Source data: Begin

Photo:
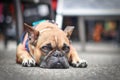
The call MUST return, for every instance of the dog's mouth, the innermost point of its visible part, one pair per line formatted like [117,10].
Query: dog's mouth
[56,60]
[55,63]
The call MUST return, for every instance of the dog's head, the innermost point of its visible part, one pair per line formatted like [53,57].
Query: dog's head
[51,45]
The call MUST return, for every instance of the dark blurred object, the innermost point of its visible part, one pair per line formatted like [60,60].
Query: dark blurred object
[7,27]
[110,30]
[35,10]
[97,32]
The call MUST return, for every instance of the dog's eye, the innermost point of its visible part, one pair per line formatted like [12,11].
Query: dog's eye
[66,48]
[46,49]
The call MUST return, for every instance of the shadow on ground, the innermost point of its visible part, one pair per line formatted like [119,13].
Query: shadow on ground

Source data: End

How many lines in the records above contain the word "shadow"? Reply with the number and nothing more.

> **Task result**
2